Natural language region descriptions:

"""

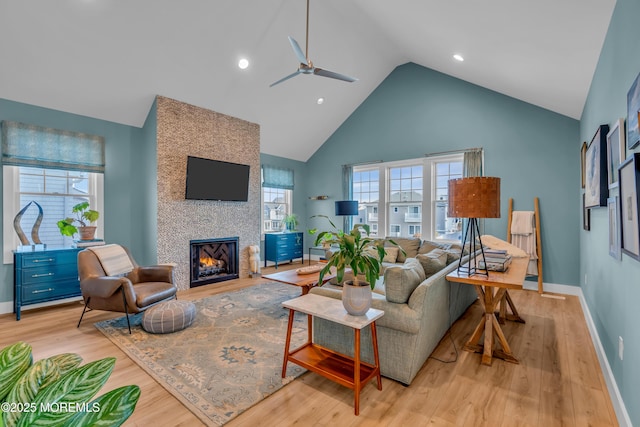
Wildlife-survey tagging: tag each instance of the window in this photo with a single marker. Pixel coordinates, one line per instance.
(415, 196)
(276, 205)
(366, 184)
(56, 191)
(445, 227)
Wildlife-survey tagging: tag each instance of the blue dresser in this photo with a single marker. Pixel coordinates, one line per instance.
(282, 247)
(44, 275)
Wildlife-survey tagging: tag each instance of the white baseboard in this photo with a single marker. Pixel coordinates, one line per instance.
(612, 386)
(7, 307)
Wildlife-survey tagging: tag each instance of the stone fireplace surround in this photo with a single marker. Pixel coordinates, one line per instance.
(186, 130)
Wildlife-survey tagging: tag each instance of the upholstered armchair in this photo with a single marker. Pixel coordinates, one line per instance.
(130, 292)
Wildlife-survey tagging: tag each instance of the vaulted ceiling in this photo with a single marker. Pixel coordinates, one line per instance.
(108, 59)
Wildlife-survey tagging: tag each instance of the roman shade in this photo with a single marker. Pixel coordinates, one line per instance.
(36, 146)
(275, 177)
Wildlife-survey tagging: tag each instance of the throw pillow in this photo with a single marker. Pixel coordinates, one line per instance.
(392, 254)
(433, 262)
(401, 281)
(409, 245)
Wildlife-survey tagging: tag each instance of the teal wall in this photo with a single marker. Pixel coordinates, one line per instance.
(416, 110)
(126, 165)
(612, 288)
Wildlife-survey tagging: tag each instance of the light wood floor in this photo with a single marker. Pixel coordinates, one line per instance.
(557, 383)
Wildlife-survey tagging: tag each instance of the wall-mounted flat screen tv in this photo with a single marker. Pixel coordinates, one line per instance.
(216, 180)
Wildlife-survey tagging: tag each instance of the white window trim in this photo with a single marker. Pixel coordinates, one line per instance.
(428, 176)
(288, 194)
(11, 206)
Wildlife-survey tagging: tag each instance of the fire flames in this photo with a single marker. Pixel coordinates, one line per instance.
(206, 261)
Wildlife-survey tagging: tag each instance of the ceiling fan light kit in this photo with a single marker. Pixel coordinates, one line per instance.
(306, 66)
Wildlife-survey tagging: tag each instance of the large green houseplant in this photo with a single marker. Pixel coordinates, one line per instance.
(361, 253)
(57, 391)
(85, 217)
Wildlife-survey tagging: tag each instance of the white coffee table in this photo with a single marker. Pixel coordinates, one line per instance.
(347, 371)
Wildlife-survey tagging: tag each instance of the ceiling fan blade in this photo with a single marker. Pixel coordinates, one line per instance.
(298, 51)
(331, 74)
(285, 78)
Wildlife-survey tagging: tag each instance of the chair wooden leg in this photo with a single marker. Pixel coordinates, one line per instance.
(126, 311)
(86, 304)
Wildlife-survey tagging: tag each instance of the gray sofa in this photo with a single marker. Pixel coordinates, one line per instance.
(418, 312)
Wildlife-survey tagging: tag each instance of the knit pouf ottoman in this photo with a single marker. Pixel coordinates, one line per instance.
(168, 316)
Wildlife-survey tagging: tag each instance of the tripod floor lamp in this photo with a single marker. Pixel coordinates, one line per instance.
(474, 198)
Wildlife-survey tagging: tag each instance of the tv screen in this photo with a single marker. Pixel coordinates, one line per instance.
(216, 180)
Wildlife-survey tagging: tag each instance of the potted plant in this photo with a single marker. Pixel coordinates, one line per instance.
(84, 215)
(290, 222)
(360, 252)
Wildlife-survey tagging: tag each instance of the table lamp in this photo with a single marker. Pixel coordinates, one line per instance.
(474, 198)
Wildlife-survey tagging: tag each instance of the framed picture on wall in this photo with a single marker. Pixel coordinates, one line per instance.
(629, 181)
(596, 187)
(586, 216)
(615, 151)
(633, 109)
(614, 228)
(583, 156)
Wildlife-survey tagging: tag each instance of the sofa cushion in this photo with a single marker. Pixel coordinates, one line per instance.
(427, 246)
(433, 262)
(409, 246)
(401, 281)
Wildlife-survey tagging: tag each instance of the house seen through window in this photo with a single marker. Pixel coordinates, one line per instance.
(408, 198)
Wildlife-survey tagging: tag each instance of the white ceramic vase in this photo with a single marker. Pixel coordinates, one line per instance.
(356, 299)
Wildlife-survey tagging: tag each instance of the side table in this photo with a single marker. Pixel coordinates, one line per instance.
(342, 369)
(493, 290)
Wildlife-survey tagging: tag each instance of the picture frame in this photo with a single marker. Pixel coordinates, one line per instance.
(614, 228)
(616, 151)
(629, 183)
(586, 216)
(596, 188)
(583, 156)
(633, 110)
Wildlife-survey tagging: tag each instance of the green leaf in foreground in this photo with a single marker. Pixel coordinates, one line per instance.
(111, 409)
(14, 361)
(78, 386)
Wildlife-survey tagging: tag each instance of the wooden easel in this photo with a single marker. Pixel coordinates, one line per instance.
(536, 214)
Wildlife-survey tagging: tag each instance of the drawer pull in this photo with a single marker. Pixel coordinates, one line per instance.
(42, 275)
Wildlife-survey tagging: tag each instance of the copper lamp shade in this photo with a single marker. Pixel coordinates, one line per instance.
(476, 197)
(473, 198)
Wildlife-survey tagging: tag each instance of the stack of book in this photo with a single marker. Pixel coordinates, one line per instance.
(495, 260)
(88, 243)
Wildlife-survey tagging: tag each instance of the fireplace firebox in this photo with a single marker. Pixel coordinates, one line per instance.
(213, 260)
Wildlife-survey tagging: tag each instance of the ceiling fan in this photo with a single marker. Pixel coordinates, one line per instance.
(306, 66)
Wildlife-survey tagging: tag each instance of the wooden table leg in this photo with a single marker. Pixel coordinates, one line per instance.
(356, 372)
(376, 358)
(505, 302)
(286, 344)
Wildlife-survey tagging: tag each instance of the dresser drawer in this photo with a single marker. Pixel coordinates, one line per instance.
(50, 290)
(47, 259)
(47, 274)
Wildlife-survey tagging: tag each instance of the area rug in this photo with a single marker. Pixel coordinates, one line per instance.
(228, 360)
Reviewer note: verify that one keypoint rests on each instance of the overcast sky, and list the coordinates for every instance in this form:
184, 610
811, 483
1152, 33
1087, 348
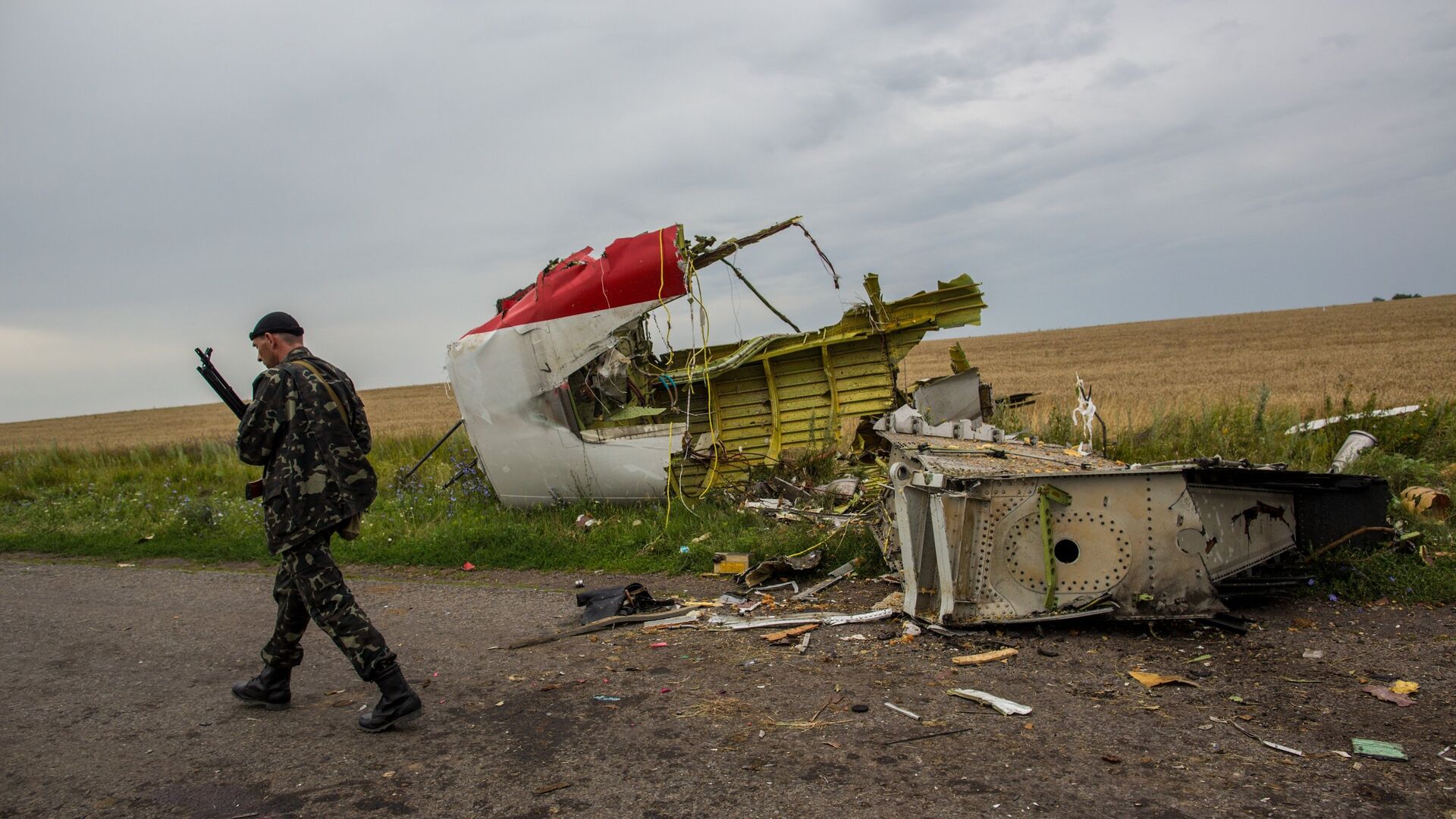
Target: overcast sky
384, 171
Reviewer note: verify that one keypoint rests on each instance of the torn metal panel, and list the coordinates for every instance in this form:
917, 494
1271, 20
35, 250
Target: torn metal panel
564, 397
783, 392
1018, 532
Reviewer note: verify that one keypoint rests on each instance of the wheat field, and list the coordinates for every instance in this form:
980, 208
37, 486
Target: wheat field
1401, 352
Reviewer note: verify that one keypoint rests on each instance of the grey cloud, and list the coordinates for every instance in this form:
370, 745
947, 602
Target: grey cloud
391, 171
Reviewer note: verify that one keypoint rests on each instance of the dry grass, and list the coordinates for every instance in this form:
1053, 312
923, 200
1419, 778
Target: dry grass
394, 411
1402, 352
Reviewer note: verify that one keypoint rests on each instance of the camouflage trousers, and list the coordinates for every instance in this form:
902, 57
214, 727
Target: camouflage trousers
310, 585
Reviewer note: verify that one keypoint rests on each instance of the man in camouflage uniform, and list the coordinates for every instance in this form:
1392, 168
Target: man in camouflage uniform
306, 428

"""

# PROBLEM
Every line above must appear in the answer unchanged, and no picture may appear in it.

# TASK SOLUTION
Wildlife-survey tagging: tag each instance of the window in this photo with a single marker. Pixel coordinates, one line per instance.
(415, 196)
(276, 205)
(366, 184)
(56, 191)
(445, 227)
Wildlife-survey tagging: tag each instance of the blue dresser in this photo with a single marker. Pixel coordinates, one line per instance.
(282, 247)
(44, 275)
Wildlife-survey tagging: tag each instance of the white baseboard in this photo with a single marker. Pixel coordinates, one line per instance.
(612, 386)
(7, 307)
Wildlife-survey tagging: tag each instance of the stone fireplace surround in this photo with a single marker. Pixel coordinates, one line per instance.
(186, 130)
Wildlife-survey tagging: tag each instance of the upholstered armchair in this photo with a single marker. Pixel coordinates, one line per instance.
(130, 292)
Wildlife-survey tagging: tag each instance of the vaulted ceiling in this photo with a single marker. Pixel coordinates, one line per instance.
(108, 59)
Wildlife-survey tagging: tag each instance of the roman shade in this photo with a single marker. Pixel coordinates, one line per instance.
(36, 146)
(275, 177)
Wildlife-survey tagging: tag each instance of the throw pillow in this photo with a single marker. Pixel coordinates, one line per instance.
(392, 254)
(433, 262)
(401, 281)
(409, 245)
Wildlife-survey tagging: tag each instance of the teal wall in this photo with a single marker. Pixel coordinates, one line per instance.
(416, 110)
(126, 165)
(612, 288)
Wildlife-survey tagging: tag each instance of the light wood floor in this photo with a single marker. Pixel coordinates, one line per instance.
(557, 383)
Wildlife-survey tagging: tag each instance of the wall-mounted flat screen tv in this photo with a single marker. Pixel coordinates, one line per instance.
(216, 180)
Wildlife-survey tagging: tag each instance of the white window trim in this photo with a single marker. Pixel coordinates, one line per instance.
(428, 176)
(288, 194)
(11, 206)
Wildlife-survey tagging: tag each instance of the fire flames in this photo with a single marker. Pixel coordinates, one line per instance.
(206, 261)
Wildlife-survey tagging: tag each instance of the ceiling fan light kit in this photo with a single marker. Pixel coordinates, one line per instance.
(306, 66)
Wildlife-survey tagging: tag each instance of the large green houseplant in this photo with a single marker. Pixel coordinates, one line per instance.
(361, 253)
(57, 391)
(85, 217)
Wildlife-survey tagging: tag each instance of the white coffee table in this photo with a single marker. Pixel coordinates, one line per instance.
(347, 371)
Wildlife-survey tagging: tag each instance of the ceiling fan blade in this photo with a single marker. Pixel coordinates, one line per instance.
(298, 51)
(331, 74)
(285, 78)
Wildlife-survey tagging: tag each instance of the chair wooden leg in this photo with a single marker. Pixel coordinates, one line per instance.
(126, 311)
(86, 304)
Wildlife-survey tagging: tag each instance of the gray sofa in this photo with a single marker. Pixel coordinates, one line per instance.
(418, 312)
Wildlife-survey tagging: tag each instance of the knit pouf ottoman in this photo with a single marker. Pixel coordinates, one line per instance.
(168, 316)
Wildlife-survey tagging: tag each instance of the tripod floor lamp in this photo with a single marker. Pixel coordinates, one line per instance.
(474, 198)
Wildlife-survey tagging: tag each instance of the tv screen in this photo with a single marker. Pixel coordinates, one line per instance.
(216, 180)
Wildlife-survey tagging: tag each instance of the potted plant in this photo with a single marker. Pixel coordinates, one line per instance.
(84, 215)
(290, 222)
(360, 252)
Wildlife-survey tagging: tag each instance of the table lamp in this photo with a single marker. Pixel coordinates, one line per instance.
(474, 198)
Wildlife-survey tagging: tag each instance of the framed picture on wall in this photo with a single marker. Pixel coordinates, one line per instance.
(629, 181)
(596, 187)
(586, 216)
(615, 151)
(633, 109)
(614, 228)
(583, 156)
Wildlife-survey tagging: tag each instance of the sofa cushion in this photo with a single marker. Pixel coordinates, one line per instance.
(427, 246)
(433, 262)
(409, 246)
(401, 281)
Wildlife-survey tagging: tag each instance of the house seen through window in this photo with a single marker. Pixel coordinates, one line per instance.
(408, 198)
Wildlife-survey tagging: tag each instance of the white ceramic vase in this photo with a single marker. Pixel coordinates, one line per instance.
(356, 299)
Wildlife-survey tagging: tag each instance of the side table in this photo with a single marker. Pixel coordinates, one line per instance.
(342, 369)
(493, 290)
Wildlife-survey tagging: tag each instance of the picture frame in this photo with a single marker. Pixel coordinates, one line per instance.
(614, 228)
(616, 151)
(629, 183)
(586, 216)
(596, 188)
(583, 156)
(633, 110)
Wildlife-survey tagging: tag each instance of the green leaf in foreground in this photo with a single marker. Pixel coordinates, one line per instance.
(111, 409)
(14, 361)
(78, 386)
Wildlife-survey tagging: tag each instance of the wooden easel in this photo with a single marker. Pixel coordinates, one line per instance.
(536, 214)
Wildlife-survey tagging: tag each instance of the drawer pull in this photo with a single marker. Pixel coordinates, one line per instance.
(42, 275)
Wildlife-survey tagging: tag each instance of the copper lamp shade in this photo with a single marker. Pixel coordinates, one line per instance.
(476, 197)
(473, 198)
Wildlife-survey tagging: tag each instance of the stack of book in this photo with a single marker. Pixel coordinates, one line per instance.
(495, 260)
(88, 243)
Wildlife-survey tagging: tag each instance of the fireplace firebox in this photo with a single marker. Pixel coordinates, one line per instance.
(213, 260)
Wildlife-survey tagging: tag each instance of the ceiling fan in this photo with a single marker. Pixel coordinates, one line per instance.
(306, 66)
Wildlife-survey tagging: tag each instance of the wooden table leg in this photo with a single marker. Pixel coordinates, one line per instance.
(356, 372)
(376, 358)
(505, 302)
(286, 344)
Wildlife-survey tagging: tag each instance of the dresser drawer in this photo with a single marker. Pixel coordinates, one line per instance.
(50, 290)
(47, 259)
(47, 274)
Wildlife-survey tagging: tag each instance of the area rug in this photo with a single marker. Pixel coordinates, one line per instance.
(228, 360)
Reviewer note: verify that one keypoint rests on each instance of the overcast sky, and list the coordinates for every instance in this form:
184, 610
811, 483
1152, 33
1087, 348
Target: overcast sky
384, 171
Reviewer note: verify that one keypoint rests on each instance of the torn metal panel, and list the coordinates for every instance in this form:
917, 494
1271, 20
35, 250
Target: torn metal panel
564, 397
783, 392
1018, 532
Reviewer note: verify that one keypoint rests on each instance of the wheat field, and list the coordinates for every instance in this form:
980, 208
37, 486
Target: wheat field
1401, 352
Reviewer note: verify that one keypoint rests on each instance of the grey cloud, and list the coordinates for every instance in this form:
370, 745
947, 602
Target: grey cloud
391, 171
Reviewer note: verify that one keypoint rests on each instance of the dry grass, and list the coordinates for every instance in this form:
1053, 312
923, 200
1419, 778
Target: dry grass
394, 411
1402, 352
Reviewer note: verify that one keypoint rests on each instance of the camouflage trousers, and list the coordinates for every instance in this form:
902, 57
214, 727
Target: camouflage trousers
310, 585
Reviewer note: verify that one keypoint rests on each instance of the man in camouflage uniform, and list the coordinates for every instance in this form:
1392, 168
Target: man in camouflage uniform
306, 428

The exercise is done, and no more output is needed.